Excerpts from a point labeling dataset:
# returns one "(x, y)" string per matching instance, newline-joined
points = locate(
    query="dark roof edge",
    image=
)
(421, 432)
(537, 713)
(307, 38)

- _WORK TO COMPLETE_
Copy all of the rows above verbatim, without altering a single character.

- _ANSWER TO THE EXERCISE_
# returns one "(x, y)" string per matching instance, newline-joined
points = locate(
    query="dark roof edge",
    image=
)
(421, 432)
(537, 713)
(307, 38)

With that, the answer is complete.